§ **The problem**
Copy word for word the part of the data below that opens with the line containing "Reviewer note: verify that every instance of the tree" and closes with the line containing "column 965, row 80", including both of those lines.

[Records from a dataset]

------------------------------

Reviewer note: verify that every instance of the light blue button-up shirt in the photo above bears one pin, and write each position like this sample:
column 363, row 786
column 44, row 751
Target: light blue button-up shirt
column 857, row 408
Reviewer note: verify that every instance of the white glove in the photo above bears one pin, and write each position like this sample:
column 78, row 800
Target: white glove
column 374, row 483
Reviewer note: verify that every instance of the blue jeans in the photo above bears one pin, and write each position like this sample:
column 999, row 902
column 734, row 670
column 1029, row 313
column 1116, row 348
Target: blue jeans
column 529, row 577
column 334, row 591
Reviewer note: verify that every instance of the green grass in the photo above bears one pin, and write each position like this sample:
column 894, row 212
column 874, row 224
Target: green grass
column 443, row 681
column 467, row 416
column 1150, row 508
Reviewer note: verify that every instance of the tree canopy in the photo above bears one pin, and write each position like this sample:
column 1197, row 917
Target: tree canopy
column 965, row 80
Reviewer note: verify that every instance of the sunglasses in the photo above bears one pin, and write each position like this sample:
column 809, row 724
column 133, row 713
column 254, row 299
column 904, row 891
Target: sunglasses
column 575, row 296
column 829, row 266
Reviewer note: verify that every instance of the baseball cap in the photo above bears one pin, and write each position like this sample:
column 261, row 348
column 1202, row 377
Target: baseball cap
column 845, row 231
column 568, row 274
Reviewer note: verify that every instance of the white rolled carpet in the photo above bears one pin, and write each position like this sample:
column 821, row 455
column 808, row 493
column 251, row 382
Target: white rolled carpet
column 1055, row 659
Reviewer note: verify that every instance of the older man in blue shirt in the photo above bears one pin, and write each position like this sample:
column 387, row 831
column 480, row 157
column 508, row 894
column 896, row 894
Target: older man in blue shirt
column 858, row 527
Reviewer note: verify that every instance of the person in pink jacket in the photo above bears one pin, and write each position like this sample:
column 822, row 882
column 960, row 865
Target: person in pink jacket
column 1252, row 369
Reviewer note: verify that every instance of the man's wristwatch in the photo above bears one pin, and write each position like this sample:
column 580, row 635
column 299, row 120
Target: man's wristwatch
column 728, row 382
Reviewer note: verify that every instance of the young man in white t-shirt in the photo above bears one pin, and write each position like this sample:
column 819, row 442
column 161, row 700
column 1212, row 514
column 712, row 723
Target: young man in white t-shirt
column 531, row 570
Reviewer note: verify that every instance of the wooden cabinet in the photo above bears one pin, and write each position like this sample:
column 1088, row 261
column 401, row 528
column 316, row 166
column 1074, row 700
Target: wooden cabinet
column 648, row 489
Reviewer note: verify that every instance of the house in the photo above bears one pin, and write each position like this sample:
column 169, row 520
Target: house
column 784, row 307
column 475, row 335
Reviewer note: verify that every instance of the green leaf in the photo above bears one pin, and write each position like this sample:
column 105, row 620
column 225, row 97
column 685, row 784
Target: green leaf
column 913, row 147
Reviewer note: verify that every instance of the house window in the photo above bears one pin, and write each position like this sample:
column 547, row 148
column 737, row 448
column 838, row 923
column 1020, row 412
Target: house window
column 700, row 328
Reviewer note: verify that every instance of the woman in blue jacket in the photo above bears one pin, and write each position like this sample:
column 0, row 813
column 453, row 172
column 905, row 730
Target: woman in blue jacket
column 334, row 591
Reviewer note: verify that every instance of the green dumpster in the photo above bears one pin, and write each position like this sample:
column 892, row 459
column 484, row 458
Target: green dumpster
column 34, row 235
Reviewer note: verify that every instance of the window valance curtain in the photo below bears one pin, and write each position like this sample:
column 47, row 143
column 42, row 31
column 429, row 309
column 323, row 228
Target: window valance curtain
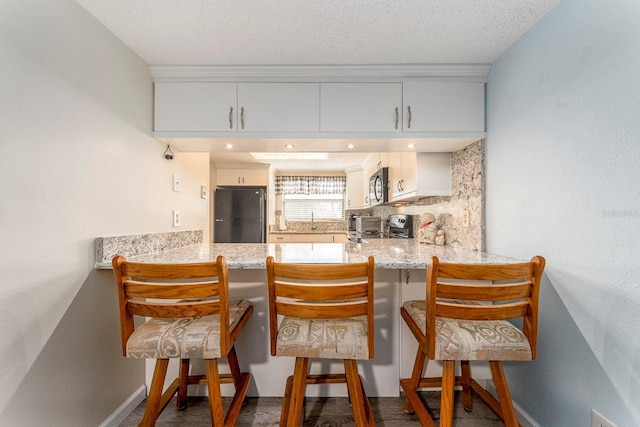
column 310, row 184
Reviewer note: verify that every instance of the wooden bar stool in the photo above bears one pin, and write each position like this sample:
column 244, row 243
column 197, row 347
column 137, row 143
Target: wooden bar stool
column 202, row 324
column 322, row 311
column 464, row 318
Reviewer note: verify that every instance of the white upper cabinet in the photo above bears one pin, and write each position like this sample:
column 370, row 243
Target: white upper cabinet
column 195, row 107
column 361, row 107
column 433, row 106
column 278, row 107
column 238, row 176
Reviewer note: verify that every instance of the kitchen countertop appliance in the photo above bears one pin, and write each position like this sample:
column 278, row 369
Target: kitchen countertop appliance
column 400, row 226
column 367, row 227
column 379, row 187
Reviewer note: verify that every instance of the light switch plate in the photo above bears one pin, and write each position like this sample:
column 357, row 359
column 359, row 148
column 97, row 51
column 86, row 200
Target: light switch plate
column 177, row 183
column 465, row 218
column 598, row 420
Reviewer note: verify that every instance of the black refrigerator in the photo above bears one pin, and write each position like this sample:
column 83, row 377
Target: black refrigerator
column 239, row 215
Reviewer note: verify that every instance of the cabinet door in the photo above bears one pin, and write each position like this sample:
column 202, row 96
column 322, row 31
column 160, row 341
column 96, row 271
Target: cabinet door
column 255, row 177
column 312, row 238
column 443, row 107
column 251, row 177
column 355, row 187
column 340, row 238
column 279, row 238
column 195, row 107
column 361, row 107
column 279, row 107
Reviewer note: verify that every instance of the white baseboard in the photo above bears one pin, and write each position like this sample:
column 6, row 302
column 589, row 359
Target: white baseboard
column 119, row 415
column 524, row 419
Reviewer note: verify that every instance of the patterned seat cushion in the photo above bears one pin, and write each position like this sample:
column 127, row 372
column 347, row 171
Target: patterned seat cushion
column 458, row 339
column 323, row 338
column 184, row 338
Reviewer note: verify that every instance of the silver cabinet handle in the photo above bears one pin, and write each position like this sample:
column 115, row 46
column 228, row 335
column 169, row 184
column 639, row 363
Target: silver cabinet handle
column 397, row 117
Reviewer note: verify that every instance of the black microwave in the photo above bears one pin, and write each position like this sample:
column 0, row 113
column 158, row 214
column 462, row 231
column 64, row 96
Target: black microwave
column 379, row 187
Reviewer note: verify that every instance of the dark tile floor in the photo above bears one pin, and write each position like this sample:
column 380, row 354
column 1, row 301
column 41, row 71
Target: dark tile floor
column 330, row 411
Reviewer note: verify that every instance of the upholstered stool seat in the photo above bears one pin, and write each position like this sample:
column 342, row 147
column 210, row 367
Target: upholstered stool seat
column 323, row 338
column 322, row 311
column 188, row 315
column 465, row 317
column 459, row 339
column 184, row 338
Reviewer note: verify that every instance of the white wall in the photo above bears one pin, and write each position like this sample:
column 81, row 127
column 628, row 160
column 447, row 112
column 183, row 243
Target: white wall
column 76, row 162
column 563, row 181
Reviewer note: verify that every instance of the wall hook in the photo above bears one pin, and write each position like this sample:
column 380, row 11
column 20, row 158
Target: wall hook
column 168, row 154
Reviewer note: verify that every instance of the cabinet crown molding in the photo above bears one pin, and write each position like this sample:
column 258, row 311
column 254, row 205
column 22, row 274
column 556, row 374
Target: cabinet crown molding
column 318, row 73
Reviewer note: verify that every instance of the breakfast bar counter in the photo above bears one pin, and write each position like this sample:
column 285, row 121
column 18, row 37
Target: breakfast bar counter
column 400, row 275
column 388, row 253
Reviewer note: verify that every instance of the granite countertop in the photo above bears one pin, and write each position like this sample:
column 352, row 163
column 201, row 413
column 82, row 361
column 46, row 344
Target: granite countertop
column 388, row 253
column 309, row 232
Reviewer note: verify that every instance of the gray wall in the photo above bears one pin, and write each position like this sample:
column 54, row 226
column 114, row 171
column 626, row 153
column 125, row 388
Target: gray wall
column 562, row 157
column 76, row 162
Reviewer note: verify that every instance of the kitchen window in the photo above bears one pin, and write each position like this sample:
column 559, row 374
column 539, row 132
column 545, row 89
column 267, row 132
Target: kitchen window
column 307, row 198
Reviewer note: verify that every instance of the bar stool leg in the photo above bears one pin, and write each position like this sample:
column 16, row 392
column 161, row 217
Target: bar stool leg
column 299, row 385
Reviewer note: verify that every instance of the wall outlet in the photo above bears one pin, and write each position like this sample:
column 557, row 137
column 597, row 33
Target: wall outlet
column 177, row 183
column 177, row 219
column 465, row 218
column 598, row 420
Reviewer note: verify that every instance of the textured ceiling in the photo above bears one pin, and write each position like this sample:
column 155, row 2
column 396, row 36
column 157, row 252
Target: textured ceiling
column 303, row 32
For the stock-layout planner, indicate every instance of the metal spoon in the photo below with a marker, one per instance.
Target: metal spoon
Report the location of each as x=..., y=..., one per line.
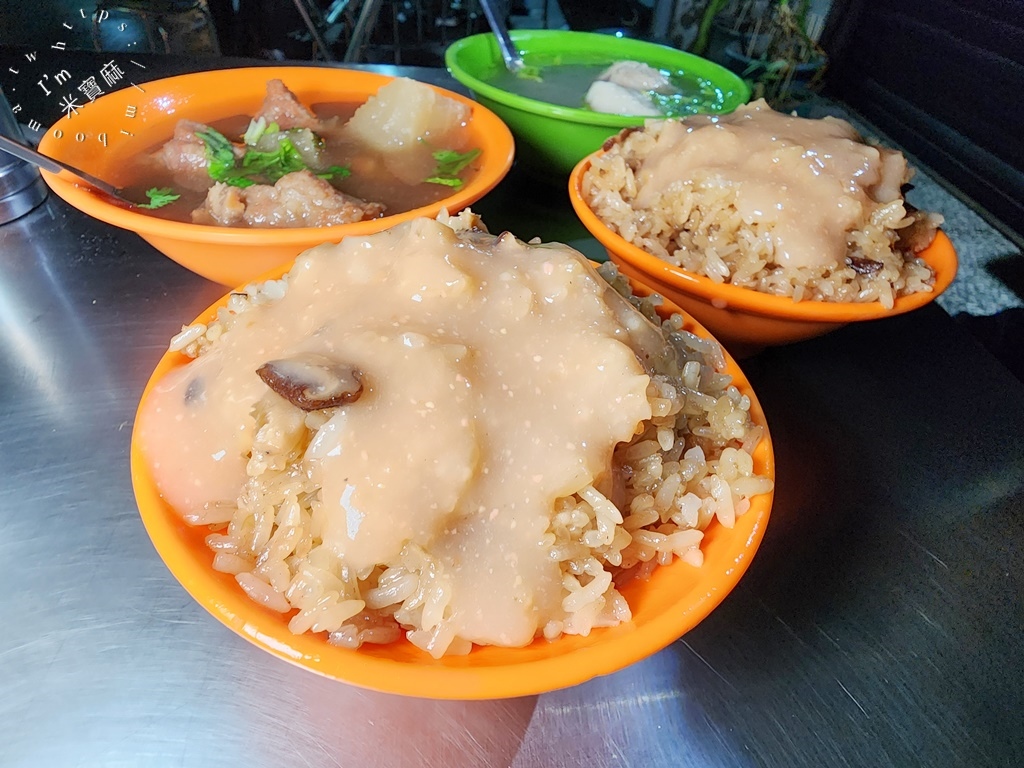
x=513, y=61
x=62, y=170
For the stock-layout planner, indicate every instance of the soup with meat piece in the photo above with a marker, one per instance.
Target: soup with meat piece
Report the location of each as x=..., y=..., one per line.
x=326, y=165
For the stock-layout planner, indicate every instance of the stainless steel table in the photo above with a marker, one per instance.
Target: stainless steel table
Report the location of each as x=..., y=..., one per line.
x=880, y=625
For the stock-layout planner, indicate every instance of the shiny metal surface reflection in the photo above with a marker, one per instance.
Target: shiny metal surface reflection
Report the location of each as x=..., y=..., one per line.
x=880, y=625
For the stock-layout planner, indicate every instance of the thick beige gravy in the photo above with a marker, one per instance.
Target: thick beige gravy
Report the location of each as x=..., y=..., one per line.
x=811, y=180
x=496, y=379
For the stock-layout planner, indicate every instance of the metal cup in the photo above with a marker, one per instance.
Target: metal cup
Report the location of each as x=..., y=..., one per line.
x=22, y=187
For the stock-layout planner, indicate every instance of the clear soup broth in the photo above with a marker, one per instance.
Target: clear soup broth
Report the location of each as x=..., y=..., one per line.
x=566, y=84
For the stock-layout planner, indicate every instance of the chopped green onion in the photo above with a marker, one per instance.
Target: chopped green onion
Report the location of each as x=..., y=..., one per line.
x=159, y=198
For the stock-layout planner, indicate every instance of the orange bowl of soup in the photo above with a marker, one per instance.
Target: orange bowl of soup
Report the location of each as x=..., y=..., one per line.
x=116, y=137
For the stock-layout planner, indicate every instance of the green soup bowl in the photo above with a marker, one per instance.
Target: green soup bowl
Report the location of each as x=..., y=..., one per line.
x=552, y=138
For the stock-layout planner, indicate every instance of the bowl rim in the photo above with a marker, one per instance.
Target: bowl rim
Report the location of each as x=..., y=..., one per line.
x=940, y=255
x=570, y=114
x=493, y=170
x=604, y=651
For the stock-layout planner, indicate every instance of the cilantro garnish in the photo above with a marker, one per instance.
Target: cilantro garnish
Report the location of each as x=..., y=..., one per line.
x=256, y=166
x=450, y=165
x=159, y=198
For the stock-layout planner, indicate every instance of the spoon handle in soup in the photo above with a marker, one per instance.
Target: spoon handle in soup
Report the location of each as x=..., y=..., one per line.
x=513, y=61
x=29, y=155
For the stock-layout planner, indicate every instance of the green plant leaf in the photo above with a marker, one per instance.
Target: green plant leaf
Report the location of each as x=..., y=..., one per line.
x=450, y=165
x=159, y=197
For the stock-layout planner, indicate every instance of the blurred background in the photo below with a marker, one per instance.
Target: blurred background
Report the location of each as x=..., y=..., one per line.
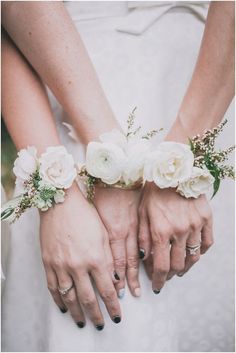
x=8, y=155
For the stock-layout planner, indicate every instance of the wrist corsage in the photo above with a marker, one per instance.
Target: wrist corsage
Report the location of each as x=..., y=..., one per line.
x=191, y=169
x=41, y=181
x=116, y=161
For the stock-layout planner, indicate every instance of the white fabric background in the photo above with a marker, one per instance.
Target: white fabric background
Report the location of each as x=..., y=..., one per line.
x=150, y=71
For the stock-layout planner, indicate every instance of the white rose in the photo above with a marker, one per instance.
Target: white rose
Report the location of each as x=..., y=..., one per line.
x=169, y=165
x=199, y=183
x=136, y=155
x=57, y=167
x=59, y=196
x=25, y=165
x=105, y=161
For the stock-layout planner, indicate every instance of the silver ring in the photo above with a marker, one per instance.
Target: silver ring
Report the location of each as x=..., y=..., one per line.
x=193, y=248
x=64, y=291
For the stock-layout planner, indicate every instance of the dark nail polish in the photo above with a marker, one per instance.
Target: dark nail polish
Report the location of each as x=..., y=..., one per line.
x=117, y=319
x=80, y=324
x=156, y=291
x=141, y=253
x=116, y=276
x=99, y=327
x=63, y=310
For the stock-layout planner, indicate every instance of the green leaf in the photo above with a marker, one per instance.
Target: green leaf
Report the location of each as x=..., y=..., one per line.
x=6, y=213
x=191, y=144
x=216, y=186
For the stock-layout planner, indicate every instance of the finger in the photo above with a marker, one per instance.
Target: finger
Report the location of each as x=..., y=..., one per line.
x=144, y=237
x=70, y=298
x=192, y=256
x=177, y=257
x=88, y=299
x=133, y=265
x=148, y=264
x=118, y=250
x=161, y=265
x=107, y=292
x=110, y=264
x=53, y=288
x=207, y=236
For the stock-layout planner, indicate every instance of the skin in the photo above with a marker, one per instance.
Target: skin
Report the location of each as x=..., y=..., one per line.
x=165, y=216
x=66, y=248
x=40, y=30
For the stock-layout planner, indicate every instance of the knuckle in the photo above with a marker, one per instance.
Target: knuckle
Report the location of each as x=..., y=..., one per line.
x=89, y=303
x=57, y=263
x=194, y=258
x=118, y=231
x=182, y=228
x=134, y=224
x=120, y=262
x=142, y=238
x=108, y=295
x=177, y=267
x=52, y=289
x=96, y=262
x=196, y=224
x=207, y=215
x=162, y=270
x=132, y=262
x=208, y=243
x=69, y=298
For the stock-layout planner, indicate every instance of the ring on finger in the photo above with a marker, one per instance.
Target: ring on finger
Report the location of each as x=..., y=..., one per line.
x=64, y=291
x=192, y=249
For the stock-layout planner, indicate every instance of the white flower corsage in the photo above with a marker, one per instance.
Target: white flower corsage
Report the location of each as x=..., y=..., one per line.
x=40, y=181
x=117, y=160
x=192, y=169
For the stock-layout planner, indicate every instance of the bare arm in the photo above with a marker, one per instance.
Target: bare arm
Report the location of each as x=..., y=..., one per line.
x=211, y=88
x=72, y=247
x=46, y=35
x=174, y=219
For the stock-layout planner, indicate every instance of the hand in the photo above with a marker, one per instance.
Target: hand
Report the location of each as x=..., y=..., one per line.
x=169, y=222
x=74, y=247
x=118, y=210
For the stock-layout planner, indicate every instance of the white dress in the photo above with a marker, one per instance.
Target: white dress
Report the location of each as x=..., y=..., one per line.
x=143, y=59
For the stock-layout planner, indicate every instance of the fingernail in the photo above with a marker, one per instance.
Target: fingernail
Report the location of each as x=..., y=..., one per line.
x=156, y=291
x=117, y=319
x=81, y=324
x=180, y=274
x=116, y=276
x=121, y=293
x=141, y=253
x=137, y=292
x=63, y=310
x=99, y=327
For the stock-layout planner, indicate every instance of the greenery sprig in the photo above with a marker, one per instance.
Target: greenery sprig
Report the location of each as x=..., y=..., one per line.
x=205, y=155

------------------------------

§ **Exercise output**
Reviewer note: verify that every instance of the tree canopy in the photo above bears one pin, and write each position like this sample:
column 1197, row 917
Target: tree canopy
column 965, row 80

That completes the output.